Выбранный отрывок ->
╭──
В академическом плане я прежде всего обязан профессору, бывшему моим мудрым научным руководителем в аспирантуре Стэнфордского университета, — Уэйну Вусиничу, «дядюшке Уэйну». Именно он поощрял мое стремление изучать Восточную и Западную Европу как единое целое, именно он помогал мне в работе над докторской диссертацией по истории взаимоотношений между Польшей и Ватиканом, именно он на своем примере показал, что Восточная Европа заслуживает от своих историков честности, аккуратности и научной утонченности. Есть у меня и еще более давний долг, перед Виктором Уэйнтраубом, который преподавал мне в Гарварде польский язык, литературу и историю идей. Книги, которые он давал мне читать, в том числе «Znaszli ten kraj?» Бойа и «Rodzinna Europa» Милоша, натолкнули меня на размышления о Западной Европе и Европе Восточной. Я считаю своей большой удачей, что он помогал мне своими советами в начале моей работы над этой книгой, и после его смерти в 1988 году мне очень не хватало и его самого, и его наставлений. Темой моей книги я обязан также и предыдущим поколениям ученых, учителям моих учителей, поскольку в основе ее лежат труды Роберта Кернера о Богемии в XVIII веке и Станислава Кота о польской теме в западноевропейской политической литературе.
╰──
Исходные строки ->
╭──
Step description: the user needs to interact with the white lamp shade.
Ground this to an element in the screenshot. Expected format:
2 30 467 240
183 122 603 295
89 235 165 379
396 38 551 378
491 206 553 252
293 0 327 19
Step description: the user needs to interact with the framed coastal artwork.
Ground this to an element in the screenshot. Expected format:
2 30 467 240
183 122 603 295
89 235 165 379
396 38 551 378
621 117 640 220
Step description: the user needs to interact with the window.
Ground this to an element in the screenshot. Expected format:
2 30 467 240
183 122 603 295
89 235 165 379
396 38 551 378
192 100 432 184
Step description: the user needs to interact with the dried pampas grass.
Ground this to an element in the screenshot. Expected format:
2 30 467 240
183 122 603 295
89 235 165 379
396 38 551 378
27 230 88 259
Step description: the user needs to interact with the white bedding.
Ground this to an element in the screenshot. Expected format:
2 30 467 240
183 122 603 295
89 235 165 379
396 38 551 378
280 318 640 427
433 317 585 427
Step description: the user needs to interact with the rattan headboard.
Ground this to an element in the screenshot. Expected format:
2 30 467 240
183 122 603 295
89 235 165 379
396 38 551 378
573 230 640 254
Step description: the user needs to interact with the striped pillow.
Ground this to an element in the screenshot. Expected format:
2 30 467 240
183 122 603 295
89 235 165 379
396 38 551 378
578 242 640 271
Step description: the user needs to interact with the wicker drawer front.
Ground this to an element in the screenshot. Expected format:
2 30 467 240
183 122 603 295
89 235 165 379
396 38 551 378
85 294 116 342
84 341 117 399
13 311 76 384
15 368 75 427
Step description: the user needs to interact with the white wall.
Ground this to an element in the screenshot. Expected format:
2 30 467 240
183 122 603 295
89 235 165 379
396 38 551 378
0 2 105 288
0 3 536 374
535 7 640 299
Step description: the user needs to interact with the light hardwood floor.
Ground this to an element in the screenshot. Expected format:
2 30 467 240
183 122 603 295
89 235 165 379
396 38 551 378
╰──
Набор заданий ->
(a) Кто, согласно выбранному отрывку, преподавал в Гарварде польский язык, литературу и историю идей?
(b) Продублируйте исходные строки, начиная со строки, содержащей «Step description: the user needs to interact with the light», и заканчивая последней из них.
Отрывок и строки взяты из разных источников.

Ответы по порядку ->
(a) Виктор Уэйнтрауб.

(b)
Step description: the user needs to interact with the light hardwood floor.
Ground this to an element in the screenshot. Expected format:
2 30 467 240
183 122 603 295
89 235 165 379
396 38 551 378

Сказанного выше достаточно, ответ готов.